▸ Work to complete:
Reproduce the listing in full. Keep every character unchanged.

(Beginning of Material for the task)

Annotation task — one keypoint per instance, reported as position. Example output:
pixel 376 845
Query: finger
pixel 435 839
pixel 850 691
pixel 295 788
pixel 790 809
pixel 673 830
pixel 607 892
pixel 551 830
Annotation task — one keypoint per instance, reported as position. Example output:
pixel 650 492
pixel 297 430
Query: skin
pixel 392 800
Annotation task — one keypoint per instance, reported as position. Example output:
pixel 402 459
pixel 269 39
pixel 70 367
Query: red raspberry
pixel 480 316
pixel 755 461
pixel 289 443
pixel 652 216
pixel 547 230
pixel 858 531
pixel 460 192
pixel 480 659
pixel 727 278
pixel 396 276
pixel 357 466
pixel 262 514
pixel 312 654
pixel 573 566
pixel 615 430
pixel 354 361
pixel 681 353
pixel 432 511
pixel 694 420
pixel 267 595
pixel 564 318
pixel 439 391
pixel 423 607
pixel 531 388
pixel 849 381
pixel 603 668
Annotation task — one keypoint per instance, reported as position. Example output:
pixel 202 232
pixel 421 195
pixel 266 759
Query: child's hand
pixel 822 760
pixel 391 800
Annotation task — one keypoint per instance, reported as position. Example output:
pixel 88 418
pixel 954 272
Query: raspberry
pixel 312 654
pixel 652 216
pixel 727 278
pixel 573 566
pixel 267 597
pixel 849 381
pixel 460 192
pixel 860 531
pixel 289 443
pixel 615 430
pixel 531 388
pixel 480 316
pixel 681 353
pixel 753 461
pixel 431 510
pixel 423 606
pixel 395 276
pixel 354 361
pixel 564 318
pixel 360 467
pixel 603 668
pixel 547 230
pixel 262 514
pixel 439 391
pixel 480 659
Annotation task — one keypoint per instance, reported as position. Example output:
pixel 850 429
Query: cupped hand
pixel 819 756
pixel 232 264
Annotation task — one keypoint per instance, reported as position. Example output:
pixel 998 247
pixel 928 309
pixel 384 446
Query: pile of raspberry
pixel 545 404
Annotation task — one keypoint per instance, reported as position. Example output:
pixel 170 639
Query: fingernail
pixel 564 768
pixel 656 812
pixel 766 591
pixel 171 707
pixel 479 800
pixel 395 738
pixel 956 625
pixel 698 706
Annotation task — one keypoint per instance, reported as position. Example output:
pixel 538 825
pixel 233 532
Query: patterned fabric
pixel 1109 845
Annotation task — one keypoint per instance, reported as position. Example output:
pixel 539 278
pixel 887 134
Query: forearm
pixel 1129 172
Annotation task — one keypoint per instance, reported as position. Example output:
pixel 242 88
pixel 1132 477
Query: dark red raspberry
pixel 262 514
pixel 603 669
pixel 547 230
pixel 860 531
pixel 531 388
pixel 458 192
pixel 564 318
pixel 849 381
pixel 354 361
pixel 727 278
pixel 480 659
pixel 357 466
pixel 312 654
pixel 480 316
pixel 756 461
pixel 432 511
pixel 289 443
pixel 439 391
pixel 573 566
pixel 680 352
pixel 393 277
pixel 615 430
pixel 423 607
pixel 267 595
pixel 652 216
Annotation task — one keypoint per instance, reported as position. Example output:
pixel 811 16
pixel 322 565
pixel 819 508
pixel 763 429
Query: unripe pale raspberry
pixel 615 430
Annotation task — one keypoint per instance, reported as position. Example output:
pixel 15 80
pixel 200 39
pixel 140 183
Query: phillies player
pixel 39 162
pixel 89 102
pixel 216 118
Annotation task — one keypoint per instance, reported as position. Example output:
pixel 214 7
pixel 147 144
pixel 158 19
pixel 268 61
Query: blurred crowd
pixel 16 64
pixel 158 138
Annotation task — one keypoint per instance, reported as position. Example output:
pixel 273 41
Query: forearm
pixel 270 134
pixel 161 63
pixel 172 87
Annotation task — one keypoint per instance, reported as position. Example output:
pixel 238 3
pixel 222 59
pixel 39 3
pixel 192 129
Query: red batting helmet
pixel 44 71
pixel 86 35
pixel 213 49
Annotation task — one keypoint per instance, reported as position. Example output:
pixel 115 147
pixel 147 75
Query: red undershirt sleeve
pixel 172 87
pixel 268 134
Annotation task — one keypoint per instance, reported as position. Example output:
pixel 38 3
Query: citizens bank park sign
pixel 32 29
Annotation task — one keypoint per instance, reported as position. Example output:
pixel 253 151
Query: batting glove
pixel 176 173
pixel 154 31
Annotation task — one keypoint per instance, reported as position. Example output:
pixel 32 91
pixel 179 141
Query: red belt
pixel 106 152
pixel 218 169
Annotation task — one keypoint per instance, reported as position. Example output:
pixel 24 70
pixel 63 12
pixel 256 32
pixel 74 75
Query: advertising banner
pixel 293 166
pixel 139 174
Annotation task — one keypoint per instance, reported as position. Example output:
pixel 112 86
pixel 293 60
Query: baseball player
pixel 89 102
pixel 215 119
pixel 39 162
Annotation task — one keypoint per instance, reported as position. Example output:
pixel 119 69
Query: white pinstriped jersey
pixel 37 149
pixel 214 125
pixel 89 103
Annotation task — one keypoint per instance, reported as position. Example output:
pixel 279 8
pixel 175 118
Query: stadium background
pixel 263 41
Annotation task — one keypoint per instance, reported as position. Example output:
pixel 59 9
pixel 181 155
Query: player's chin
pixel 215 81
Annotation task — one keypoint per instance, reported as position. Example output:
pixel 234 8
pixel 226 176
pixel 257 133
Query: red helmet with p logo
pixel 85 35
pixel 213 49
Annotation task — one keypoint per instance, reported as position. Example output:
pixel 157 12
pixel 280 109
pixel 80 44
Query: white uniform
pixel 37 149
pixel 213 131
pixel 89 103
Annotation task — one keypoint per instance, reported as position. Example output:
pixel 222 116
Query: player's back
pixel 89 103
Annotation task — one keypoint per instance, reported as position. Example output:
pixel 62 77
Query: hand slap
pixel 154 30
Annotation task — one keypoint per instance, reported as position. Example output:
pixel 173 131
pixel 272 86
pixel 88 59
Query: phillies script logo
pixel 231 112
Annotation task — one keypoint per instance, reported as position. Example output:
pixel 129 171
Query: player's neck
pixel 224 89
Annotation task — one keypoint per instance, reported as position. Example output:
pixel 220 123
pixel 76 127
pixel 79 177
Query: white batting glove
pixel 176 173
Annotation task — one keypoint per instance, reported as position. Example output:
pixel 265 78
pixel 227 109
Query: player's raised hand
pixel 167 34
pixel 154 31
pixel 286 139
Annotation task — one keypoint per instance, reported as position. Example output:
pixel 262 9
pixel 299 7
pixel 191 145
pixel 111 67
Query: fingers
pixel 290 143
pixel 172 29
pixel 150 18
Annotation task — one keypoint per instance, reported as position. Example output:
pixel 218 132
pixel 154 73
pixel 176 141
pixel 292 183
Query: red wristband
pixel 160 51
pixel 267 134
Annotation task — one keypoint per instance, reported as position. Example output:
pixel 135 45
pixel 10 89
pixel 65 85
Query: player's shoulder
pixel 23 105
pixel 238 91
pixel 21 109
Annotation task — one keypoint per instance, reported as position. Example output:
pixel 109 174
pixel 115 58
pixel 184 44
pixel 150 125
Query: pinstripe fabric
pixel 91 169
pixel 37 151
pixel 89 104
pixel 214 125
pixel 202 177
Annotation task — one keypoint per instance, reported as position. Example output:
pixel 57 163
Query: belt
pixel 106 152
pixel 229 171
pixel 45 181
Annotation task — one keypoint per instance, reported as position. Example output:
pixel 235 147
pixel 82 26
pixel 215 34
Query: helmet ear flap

(End of Material for the task)

▸ Written response:
Annotation task — one keypoint per instance, reported as position. Example output:
pixel 376 845
Query: finger
pixel 435 839
pixel 850 691
pixel 295 788
pixel 790 809
pixel 673 830
pixel 607 892
pixel 551 830
Annotation task — one keypoint per instance, reported as position. Example output:
pixel 650 492
pixel 297 430
Query: skin
pixel 392 800
Annotation task — one keypoint per instance, reported as position. Example output:
pixel 402 459
pixel 269 39
pixel 70 367
Query: red raspberry
pixel 480 316
pixel 755 461
pixel 289 443
pixel 652 216
pixel 547 230
pixel 858 531
pixel 460 192
pixel 480 659
pixel 727 278
pixel 396 276
pixel 357 466
pixel 262 514
pixel 312 654
pixel 573 566
pixel 615 430
pixel 354 361
pixel 681 353
pixel 432 511
pixel 694 420
pixel 267 595
pixel 564 318
pixel 439 391
pixel 423 607
pixel 531 388
pixel 849 381
pixel 603 668
Annotation task — one keypoint per instance, reported as position. Example output:
pixel 202 232
pixel 421 195
pixel 266 759
Query: child's hand
pixel 822 760
pixel 391 800
Annotation task — one keypoint per instance, reported as position. Example output:
pixel 88 418
pixel 954 272
Query: raspberry
pixel 312 654
pixel 652 216
pixel 727 278
pixel 573 566
pixel 267 597
pixel 849 381
pixel 460 192
pixel 860 531
pixel 289 443
pixel 615 430
pixel 531 388
pixel 480 316
pixel 681 353
pixel 753 461
pixel 431 510
pixel 423 606
pixel 395 276
pixel 354 361
pixel 564 318
pixel 360 467
pixel 603 668
pixel 547 230
pixel 262 514
pixel 439 391
pixel 480 659
Annotation task — one keypoint per instance, reported as position. Example output:
pixel 850 429
Query: cupped hand
pixel 819 756
pixel 232 264
Annotation task — one keypoint per instance, reported as position. Example output:
pixel 998 247
pixel 928 309
pixel 384 446
Query: pile of raspberry
pixel 545 404
Annotation task — one keypoint per instance, reported as position. Example output:
pixel 170 639
Query: fingernail
pixel 564 768
pixel 656 812
pixel 766 591
pixel 171 707
pixel 479 800
pixel 395 738
pixel 956 625
pixel 698 706
Annotation task — one keypoint per instance, reported as position. Example output:
pixel 538 825
pixel 233 532
Query: patterned fabric
pixel 1109 845
Annotation task — one keypoint per instance, reported as position. Example output:
pixel 539 278
pixel 887 134
Query: forearm
pixel 1129 172
Annotation task — one keypoint per instance, reported as position. Example output:
pixel 242 88
pixel 1132 477
Query: dark red raspberry
pixel 262 514
pixel 603 669
pixel 547 230
pixel 860 531
pixel 531 388
pixel 458 192
pixel 564 318
pixel 849 381
pixel 354 361
pixel 727 278
pixel 480 659
pixel 357 466
pixel 312 654
pixel 480 316
pixel 756 461
pixel 432 511
pixel 289 443
pixel 439 391
pixel 573 566
pixel 680 352
pixel 393 277
pixel 615 430
pixel 423 607
pixel 267 595
pixel 652 216
Annotation task — one keypoint per instance, reported as position. Example output:
pixel 811 16
pixel 322 565
pixel 819 508
pixel 763 429
Query: unripe pale raspberry
pixel 615 430
Annotation task — one keypoint per instance, reported as position. Example output:
pixel 15 80
pixel 200 39
pixel 140 183
Query: phillies player
pixel 39 162
pixel 89 102
pixel 216 118
Annotation task — one keypoint per instance, reported as position. Example output:
pixel 214 7
pixel 147 144
pixel 158 19
pixel 268 61
Query: blurred crowd
pixel 16 64
pixel 158 138
Annotation task — one keypoint per instance, reported as position. Example output:
pixel 273 41
Query: forearm
pixel 270 134
pixel 161 63
pixel 172 87
Annotation task — one keypoint per instance, reported as position. Example output:
pixel 238 3
pixel 222 59
pixel 39 3
pixel 192 129
Query: red batting helmet
pixel 44 71
pixel 86 35
pixel 213 49
Annotation task — one keypoint per instance, reported as position. Example output:
pixel 115 147
pixel 147 75
Query: red undershirt sleeve
pixel 172 87
pixel 268 134
Annotation task — one keypoint per instance, reported as position. Example output:
pixel 38 3
Query: citizens bank park sign
pixel 32 29
Annotation task — one keypoint per instance, reported as position. Example output:
pixel 253 151
Query: batting glove
pixel 176 173
pixel 154 31
Annotation task — one keypoint per instance, reported as position. Example output:
pixel 32 91
pixel 179 141
Query: red belt
pixel 106 152
pixel 218 169
Annotation task — one keypoint per instance, reported as position. Example output:
pixel 24 70
pixel 63 12
pixel 256 32
pixel 74 75
Query: advertising banner
pixel 293 166
pixel 139 174
Annotation task — one keypoint per instance, reported as position. Example output:
pixel 112 86
pixel 293 60
Query: baseball player
pixel 89 102
pixel 215 119
pixel 39 162
Annotation task — one keypoint per instance, reported as position. Example output:
pixel 119 69
Query: white pinstriped jersey
pixel 37 149
pixel 214 125
pixel 89 103
Annotation task — one keypoint per instance, reported as position. Example output:
pixel 279 8
pixel 175 118
Query: stadium background
pixel 263 41
Annotation task — one keypoint per instance, reported as position. Example output:
pixel 59 9
pixel 181 155
Query: player's chin
pixel 215 81
Annotation task — one keypoint per instance, reported as position. Example output:
pixel 234 8
pixel 226 176
pixel 257 133
Query: red helmet with p logo
pixel 85 35
pixel 213 49
Annotation task — one keypoint per instance, reported as position. Example output:
pixel 157 12
pixel 280 109
pixel 80 44
Query: white uniform
pixel 37 149
pixel 213 131
pixel 89 103
Annotation task — one keypoint per instance, reported as position. Example output:
pixel 222 116
Query: player's back
pixel 89 103
Annotation task — one keypoint per instance, reported as position. Example output:
pixel 62 77
Query: hand slap
pixel 154 30
Annotation task — one keypoint per instance, reported as position. Example output:
pixel 173 131
pixel 272 86
pixel 88 59
Query: phillies script logo
pixel 231 112
Annotation task — one keypoint per instance, reported as position. Example output:
pixel 129 171
Query: player's neck
pixel 224 89
Annotation task — one keypoint per instance, reported as position. Example output:
pixel 220 123
pixel 76 127
pixel 79 177
Query: white batting glove
pixel 176 173
Annotation task — one keypoint per instance, reported as position. Example output:
pixel 265 78
pixel 227 109
Query: player's raised hand
pixel 167 34
pixel 154 31
pixel 286 139
Annotation task — one keypoint per instance, reported as position. Example output:
pixel 262 9
pixel 299 7
pixel 191 145
pixel 111 67
Query: fingers
pixel 290 143
pixel 172 29
pixel 150 18
Annotation task — one keypoint per instance, reported as position. Example output:
pixel 218 132
pixel 154 73
pixel 176 141
pixel 292 183
Query: red wristband
pixel 160 51
pixel 267 134
Annotation task — one keypoint per instance, reported as position. Example output:
pixel 135 45
pixel 10 89
pixel 65 85
Query: player's shoulder
pixel 23 105
pixel 238 91
pixel 21 109
Annotation task — one keypoint per instance, reported as position. Example output:
pixel 109 174
pixel 115 58
pixel 184 44
pixel 150 125
Query: pinstripe fabric
pixel 91 169
pixel 37 151
pixel 89 104
pixel 214 125
pixel 202 177
Annotation task — one keypoint per instance, reported as position. Example output:
pixel 57 163
Query: belt
pixel 106 152
pixel 229 171
pixel 45 181
Annotation task — one keypoint per instance, reported as position. Example output:
pixel 235 147
pixel 82 26
pixel 215 34
Query: helmet ear flap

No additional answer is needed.